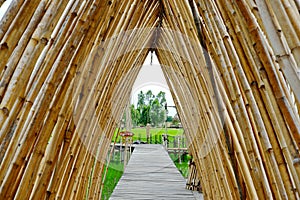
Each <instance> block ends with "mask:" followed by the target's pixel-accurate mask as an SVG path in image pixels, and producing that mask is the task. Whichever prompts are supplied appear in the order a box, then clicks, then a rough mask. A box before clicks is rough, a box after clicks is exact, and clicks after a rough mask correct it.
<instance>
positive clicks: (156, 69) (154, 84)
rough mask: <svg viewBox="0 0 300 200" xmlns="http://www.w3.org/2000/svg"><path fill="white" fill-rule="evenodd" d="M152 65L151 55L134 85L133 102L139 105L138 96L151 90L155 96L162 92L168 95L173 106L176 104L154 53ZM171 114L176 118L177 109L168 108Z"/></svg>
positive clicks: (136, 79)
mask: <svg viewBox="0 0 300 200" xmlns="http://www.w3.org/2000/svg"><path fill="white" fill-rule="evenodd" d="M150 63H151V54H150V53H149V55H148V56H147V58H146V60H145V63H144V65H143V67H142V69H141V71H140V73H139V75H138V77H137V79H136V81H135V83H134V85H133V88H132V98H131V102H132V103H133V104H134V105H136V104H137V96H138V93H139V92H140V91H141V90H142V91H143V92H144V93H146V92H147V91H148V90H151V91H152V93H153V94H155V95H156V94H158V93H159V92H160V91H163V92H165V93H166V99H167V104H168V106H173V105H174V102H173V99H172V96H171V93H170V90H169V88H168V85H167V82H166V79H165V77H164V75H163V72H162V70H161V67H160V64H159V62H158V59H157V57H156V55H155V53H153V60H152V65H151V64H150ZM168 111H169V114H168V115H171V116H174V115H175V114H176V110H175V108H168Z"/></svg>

##########

Extract every line containing the string "instance" from the data above.

Each <instance> block ends with "mask:" followed by the target's pixel-accurate mask as an SVG path in image pixels, and producing that mask is the task. Whichever prompts are supplied appear in the order a box, then clicks, then a rough mask. A box before clicks is rough, a box after clicks is exact, and clicks after a rough mask correct it.
<instance>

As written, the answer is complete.